Material for this exercise:
********************

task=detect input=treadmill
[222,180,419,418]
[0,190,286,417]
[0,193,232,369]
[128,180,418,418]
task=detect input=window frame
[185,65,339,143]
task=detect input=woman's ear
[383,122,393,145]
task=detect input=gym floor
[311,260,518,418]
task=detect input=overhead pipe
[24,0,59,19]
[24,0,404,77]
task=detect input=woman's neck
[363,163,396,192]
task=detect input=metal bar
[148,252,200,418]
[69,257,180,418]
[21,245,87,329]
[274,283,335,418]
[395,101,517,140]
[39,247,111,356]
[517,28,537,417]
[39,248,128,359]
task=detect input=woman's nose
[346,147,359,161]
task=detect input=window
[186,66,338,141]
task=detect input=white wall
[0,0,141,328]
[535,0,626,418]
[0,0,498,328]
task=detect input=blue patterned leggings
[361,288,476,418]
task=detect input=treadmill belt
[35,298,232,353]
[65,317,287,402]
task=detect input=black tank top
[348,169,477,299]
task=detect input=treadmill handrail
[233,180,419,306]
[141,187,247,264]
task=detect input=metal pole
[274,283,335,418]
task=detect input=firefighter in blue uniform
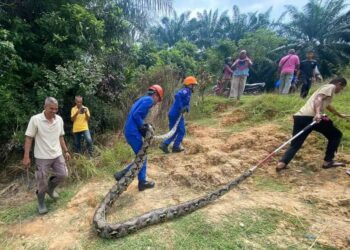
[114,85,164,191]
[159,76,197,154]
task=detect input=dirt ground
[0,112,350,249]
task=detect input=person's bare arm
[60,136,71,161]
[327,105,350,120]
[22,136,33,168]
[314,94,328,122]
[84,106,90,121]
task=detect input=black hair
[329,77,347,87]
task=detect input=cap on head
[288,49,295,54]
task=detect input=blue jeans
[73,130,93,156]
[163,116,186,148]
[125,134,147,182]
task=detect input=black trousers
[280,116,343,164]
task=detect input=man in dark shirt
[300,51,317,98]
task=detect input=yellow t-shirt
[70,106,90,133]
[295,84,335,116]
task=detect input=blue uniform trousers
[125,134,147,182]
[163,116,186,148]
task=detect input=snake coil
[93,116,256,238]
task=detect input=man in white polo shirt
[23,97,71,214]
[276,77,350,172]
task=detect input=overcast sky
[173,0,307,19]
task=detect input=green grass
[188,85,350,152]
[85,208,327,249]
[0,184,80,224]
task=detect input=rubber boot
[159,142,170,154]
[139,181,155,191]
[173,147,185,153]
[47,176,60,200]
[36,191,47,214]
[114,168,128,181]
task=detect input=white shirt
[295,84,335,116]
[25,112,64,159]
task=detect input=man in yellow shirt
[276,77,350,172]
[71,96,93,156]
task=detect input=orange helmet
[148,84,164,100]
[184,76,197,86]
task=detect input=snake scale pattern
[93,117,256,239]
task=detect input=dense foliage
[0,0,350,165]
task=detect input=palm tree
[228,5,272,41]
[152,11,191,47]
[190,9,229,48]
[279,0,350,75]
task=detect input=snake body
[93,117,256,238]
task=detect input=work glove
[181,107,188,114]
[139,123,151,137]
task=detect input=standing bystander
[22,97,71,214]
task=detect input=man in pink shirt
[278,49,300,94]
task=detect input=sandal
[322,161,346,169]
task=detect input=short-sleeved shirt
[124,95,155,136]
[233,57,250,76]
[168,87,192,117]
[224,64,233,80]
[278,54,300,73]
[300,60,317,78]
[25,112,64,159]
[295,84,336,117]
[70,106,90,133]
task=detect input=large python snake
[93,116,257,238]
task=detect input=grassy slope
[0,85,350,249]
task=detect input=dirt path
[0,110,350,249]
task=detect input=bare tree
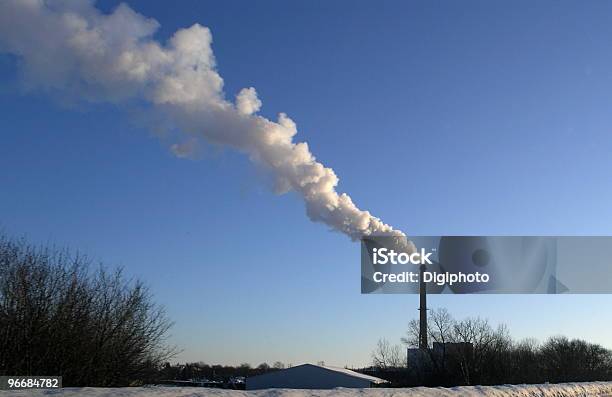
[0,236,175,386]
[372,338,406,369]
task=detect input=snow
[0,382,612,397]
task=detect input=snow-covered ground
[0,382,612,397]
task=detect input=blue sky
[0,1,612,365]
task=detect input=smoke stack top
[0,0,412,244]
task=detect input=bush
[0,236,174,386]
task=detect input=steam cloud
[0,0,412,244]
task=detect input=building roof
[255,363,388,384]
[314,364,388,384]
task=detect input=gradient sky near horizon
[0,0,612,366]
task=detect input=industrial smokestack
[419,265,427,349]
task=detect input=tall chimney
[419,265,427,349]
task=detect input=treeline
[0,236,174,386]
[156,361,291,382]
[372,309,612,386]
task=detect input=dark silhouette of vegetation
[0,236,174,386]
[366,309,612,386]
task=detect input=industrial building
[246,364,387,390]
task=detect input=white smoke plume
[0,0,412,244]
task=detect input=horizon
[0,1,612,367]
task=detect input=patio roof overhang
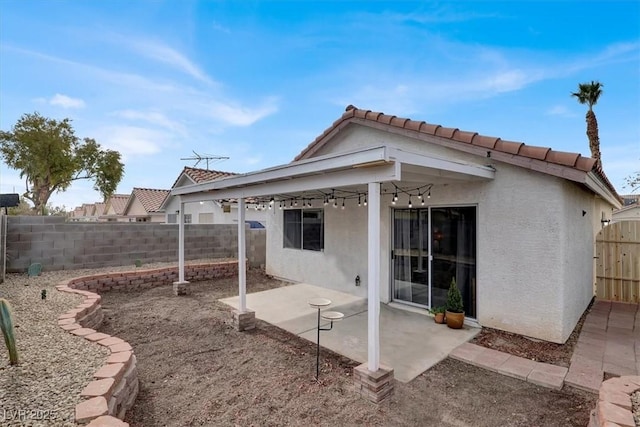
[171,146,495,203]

********************

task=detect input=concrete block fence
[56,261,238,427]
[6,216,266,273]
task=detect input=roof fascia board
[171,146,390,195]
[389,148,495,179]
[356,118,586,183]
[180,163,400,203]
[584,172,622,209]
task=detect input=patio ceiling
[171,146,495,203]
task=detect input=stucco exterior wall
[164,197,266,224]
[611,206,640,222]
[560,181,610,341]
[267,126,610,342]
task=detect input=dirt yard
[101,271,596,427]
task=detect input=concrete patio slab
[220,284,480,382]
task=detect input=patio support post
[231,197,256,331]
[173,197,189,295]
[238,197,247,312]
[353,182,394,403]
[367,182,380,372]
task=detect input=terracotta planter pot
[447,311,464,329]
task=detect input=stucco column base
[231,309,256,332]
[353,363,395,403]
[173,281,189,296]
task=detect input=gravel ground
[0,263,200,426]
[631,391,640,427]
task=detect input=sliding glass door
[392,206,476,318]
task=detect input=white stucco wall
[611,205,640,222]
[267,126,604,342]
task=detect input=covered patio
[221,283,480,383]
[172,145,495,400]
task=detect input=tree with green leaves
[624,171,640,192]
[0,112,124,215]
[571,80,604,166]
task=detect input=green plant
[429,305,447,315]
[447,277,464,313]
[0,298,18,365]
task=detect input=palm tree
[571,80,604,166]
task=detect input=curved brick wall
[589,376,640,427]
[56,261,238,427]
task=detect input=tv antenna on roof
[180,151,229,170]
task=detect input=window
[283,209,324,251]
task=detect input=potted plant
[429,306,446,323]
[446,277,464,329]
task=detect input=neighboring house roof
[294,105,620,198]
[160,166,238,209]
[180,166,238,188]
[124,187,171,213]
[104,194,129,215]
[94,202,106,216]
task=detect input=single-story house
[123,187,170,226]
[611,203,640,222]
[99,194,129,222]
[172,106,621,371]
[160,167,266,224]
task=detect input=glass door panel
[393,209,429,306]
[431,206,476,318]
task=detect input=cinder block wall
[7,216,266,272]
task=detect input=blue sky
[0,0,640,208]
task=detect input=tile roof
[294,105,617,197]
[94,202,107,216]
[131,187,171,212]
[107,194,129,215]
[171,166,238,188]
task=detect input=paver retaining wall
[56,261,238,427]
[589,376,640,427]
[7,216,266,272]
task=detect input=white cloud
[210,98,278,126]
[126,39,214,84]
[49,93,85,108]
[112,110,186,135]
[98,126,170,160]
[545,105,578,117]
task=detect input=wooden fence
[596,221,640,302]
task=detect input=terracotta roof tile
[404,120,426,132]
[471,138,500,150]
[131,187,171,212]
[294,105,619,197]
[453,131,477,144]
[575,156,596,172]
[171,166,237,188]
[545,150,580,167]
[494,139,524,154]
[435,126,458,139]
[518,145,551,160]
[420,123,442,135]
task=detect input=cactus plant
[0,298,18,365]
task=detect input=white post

********************

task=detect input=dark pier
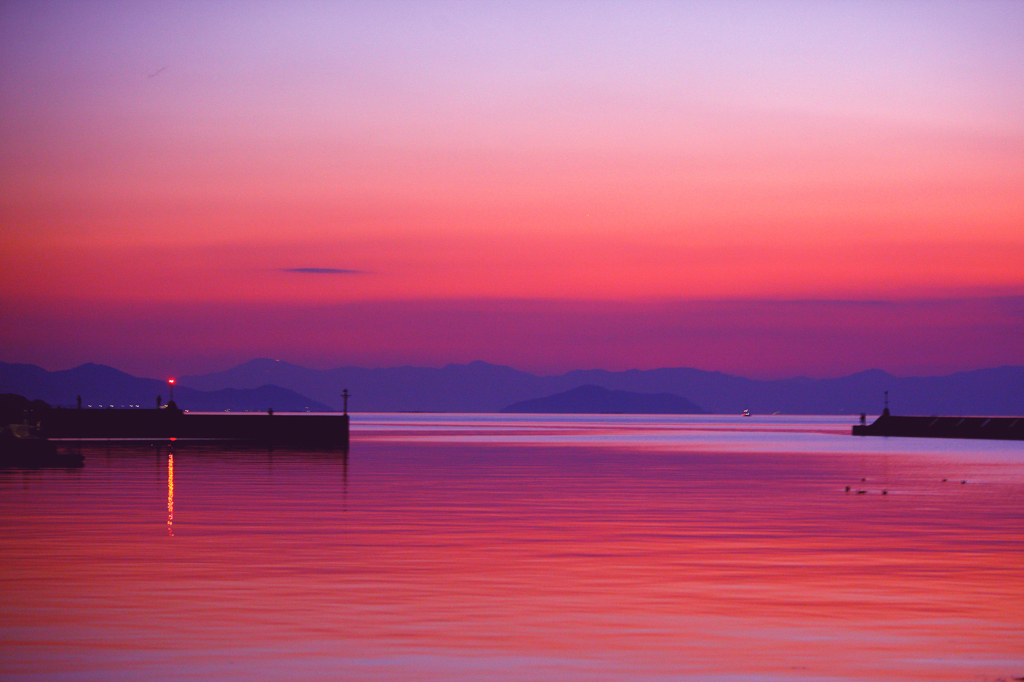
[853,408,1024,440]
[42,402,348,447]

********************

Copy the listing lines verbatim, starting at the line containing "task=detect input=cinder block wall" and ending at the line containing "task=detect input=white post", with both of those lines included.

Answer to the problem:
task=detect input=cinder block wall
[7,216,266,272]
task=detect input=blue sky
[0,0,640,208]
task=detect input=tile roof
[294,105,617,197]
[94,202,107,216]
[131,187,171,212]
[107,194,129,215]
[171,166,238,188]
task=detect input=paver retaining wall
[56,261,238,427]
[589,376,640,427]
[7,216,266,272]
task=detect input=white cloud
[210,98,278,126]
[126,39,214,84]
[49,93,85,108]
[112,110,186,135]
[98,126,170,160]
[545,105,578,117]
task=detect input=wooden fence
[596,221,640,302]
task=detect input=terracotta roof tile
[404,120,426,132]
[471,138,500,150]
[131,187,171,212]
[294,105,619,197]
[453,131,477,144]
[575,156,596,172]
[171,166,237,188]
[545,150,580,167]
[494,139,524,154]
[435,126,458,139]
[518,145,551,160]
[420,123,442,135]
task=detect input=cactus plant
[0,298,18,365]
task=detect input=white post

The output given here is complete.